_Listed entries_.

>>>>

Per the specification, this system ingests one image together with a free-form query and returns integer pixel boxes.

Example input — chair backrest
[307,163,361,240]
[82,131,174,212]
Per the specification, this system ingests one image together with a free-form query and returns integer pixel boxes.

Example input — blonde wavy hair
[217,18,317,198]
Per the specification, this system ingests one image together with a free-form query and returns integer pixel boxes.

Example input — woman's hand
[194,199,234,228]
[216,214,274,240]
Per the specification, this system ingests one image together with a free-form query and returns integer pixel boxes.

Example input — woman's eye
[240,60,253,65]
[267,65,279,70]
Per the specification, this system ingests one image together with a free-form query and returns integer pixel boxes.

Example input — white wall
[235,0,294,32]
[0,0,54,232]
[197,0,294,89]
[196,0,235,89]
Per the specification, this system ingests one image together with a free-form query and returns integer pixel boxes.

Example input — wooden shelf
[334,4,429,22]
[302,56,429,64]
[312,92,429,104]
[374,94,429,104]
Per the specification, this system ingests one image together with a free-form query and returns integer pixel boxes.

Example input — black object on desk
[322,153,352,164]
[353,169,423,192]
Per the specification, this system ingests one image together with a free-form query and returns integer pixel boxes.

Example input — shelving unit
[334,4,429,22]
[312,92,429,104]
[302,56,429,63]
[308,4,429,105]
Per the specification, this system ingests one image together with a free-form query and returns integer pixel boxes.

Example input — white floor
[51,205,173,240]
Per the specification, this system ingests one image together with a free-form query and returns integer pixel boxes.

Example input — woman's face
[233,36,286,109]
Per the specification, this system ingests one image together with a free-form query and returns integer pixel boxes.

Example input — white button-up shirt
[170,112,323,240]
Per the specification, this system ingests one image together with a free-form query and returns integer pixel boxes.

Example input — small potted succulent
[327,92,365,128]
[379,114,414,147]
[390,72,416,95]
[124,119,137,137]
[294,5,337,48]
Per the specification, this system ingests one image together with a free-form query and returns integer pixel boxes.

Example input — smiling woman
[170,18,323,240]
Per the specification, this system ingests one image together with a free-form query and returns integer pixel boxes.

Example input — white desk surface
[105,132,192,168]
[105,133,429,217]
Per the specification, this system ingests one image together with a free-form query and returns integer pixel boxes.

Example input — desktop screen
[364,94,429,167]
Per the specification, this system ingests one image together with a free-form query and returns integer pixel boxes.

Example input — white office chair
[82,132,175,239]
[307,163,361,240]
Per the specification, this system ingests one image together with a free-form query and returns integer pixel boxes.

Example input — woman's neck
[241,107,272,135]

<<<<

_What the task requires_.
Convert the listing, from its first line through the line containing "[308,4,429,105]", into a Markdown table with the columns Row and Line. Number each line in order and omit any blank lines.

_Expected answer_.
| Row | Line |
|---|---|
| 1 | Per the specification, this system ingests one image together with a free-form query and returns integer pixel boxes. |
| 2 | Example input — chair backrest |
| 3 | [307,163,361,240] |
| 4 | [82,131,174,212] |
| 5 | Per the specification, this system ingests one image together with a free-form query and returns integer pixel boxes. |
| 6 | Example input — blonde wavy hair |
| 7 | [217,18,317,198] |
| 8 | Per the specification, this system ingests one image together with a free-form query and returns integer pixel boxes. |
| 9 | Example input — woman's hand |
| 10 | [194,199,234,228] |
| 11 | [216,214,274,240] |
| 12 | Per the specification, this system ingests one image together with a free-form query and returns integer pixel boxes. |
| 13 | Example input — woman's eye |
| 14 | [240,60,253,65] |
| 15 | [267,65,279,70] |
| 16 | Per the specification, this system ingests one image together with a free-form query and returns integer pixel boxes. |
| 17 | Example input — white wall |
| 18 | [235,0,294,32] |
| 19 | [0,0,54,232] |
| 20 | [197,0,294,89] |
| 21 | [196,0,235,89] |
| 22 | Per the specification, this system ingests one image together with a free-form query and returns integer pixel boxes. |
| 23 | Example input — wooden shelf |
| 24 | [334,4,429,22] |
| 25 | [302,56,429,64] |
| 26 | [312,92,429,104] |
| 27 | [374,94,429,104] |
| 28 | Per the specification, this system ingests one image together with a free-form query and returns integer pixel boxes. |
| 29 | Example input — black object on desk |
| 30 | [322,153,352,164] |
| 31 | [353,169,423,192] |
| 32 | Per the specification, this system ingests one image together with a free-form query and returns integer pixel boxes. |
| 33 | Example input — shelving unit |
| 34 | [334,4,429,22] |
| 35 | [312,92,429,104] |
| 36 | [302,56,429,63] |
| 37 | [308,4,429,105] |